→ Task instructions:
Repeat every entry below exactly as given.
BEGIN Provided entries
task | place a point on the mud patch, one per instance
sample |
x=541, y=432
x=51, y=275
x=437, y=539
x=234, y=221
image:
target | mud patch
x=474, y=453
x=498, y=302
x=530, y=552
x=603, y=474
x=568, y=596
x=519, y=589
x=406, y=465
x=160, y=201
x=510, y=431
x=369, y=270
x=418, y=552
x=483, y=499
END Provided entries
→ Expected answer:
task | place a point on the mud patch, one per instance
sample |
x=541, y=432
x=51, y=275
x=437, y=539
x=234, y=221
image:
target | mud patch
x=474, y=453
x=498, y=302
x=530, y=552
x=603, y=474
x=568, y=596
x=519, y=589
x=406, y=465
x=160, y=201
x=510, y=431
x=369, y=270
x=418, y=552
x=483, y=499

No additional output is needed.